Assignment: Report back each line of the records that contains the string "every".

----

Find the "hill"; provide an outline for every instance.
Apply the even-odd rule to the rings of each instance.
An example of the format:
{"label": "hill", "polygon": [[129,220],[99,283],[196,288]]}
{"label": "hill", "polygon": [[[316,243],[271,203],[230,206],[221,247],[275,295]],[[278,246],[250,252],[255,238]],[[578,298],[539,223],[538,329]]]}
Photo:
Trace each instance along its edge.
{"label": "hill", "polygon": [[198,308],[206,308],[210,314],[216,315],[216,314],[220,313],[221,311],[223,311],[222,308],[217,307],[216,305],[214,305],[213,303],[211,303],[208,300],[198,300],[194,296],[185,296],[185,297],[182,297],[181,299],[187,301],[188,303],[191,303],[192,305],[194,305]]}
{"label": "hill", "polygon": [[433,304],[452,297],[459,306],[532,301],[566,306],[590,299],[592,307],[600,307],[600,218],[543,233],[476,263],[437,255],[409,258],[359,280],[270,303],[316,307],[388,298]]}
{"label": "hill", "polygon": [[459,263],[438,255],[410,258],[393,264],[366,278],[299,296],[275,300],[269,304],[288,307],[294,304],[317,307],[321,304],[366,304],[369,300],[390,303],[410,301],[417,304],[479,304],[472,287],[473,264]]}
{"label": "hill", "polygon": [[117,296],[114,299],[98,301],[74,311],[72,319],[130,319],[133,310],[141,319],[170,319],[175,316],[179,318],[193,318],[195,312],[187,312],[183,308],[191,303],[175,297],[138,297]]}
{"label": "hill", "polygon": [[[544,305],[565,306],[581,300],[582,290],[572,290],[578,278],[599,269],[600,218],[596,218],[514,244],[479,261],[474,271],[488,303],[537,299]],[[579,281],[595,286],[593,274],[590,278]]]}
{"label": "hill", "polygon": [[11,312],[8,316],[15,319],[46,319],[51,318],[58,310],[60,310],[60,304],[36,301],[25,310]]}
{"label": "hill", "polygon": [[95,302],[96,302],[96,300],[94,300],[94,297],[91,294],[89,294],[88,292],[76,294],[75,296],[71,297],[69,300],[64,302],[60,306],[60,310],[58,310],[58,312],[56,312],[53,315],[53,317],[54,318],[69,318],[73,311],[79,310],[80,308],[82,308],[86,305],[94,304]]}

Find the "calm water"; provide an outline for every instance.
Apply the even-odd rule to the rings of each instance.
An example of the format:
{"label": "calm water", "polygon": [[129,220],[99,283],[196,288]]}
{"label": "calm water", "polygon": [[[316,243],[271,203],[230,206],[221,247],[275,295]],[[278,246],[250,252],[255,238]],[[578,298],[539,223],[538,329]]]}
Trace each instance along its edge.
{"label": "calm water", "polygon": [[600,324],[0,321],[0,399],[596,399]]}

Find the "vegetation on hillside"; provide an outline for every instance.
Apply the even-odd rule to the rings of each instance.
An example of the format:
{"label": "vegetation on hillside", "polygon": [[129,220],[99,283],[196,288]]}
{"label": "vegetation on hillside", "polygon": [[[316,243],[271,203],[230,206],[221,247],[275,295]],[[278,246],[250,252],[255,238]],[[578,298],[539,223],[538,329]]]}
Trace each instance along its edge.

----

Completed task:
Find the "hill"; provide an outline for every instance.
Find the "calm water"; provide an outline for every instance.
Find the "vegetation on hillside"; provide an outline for every instance.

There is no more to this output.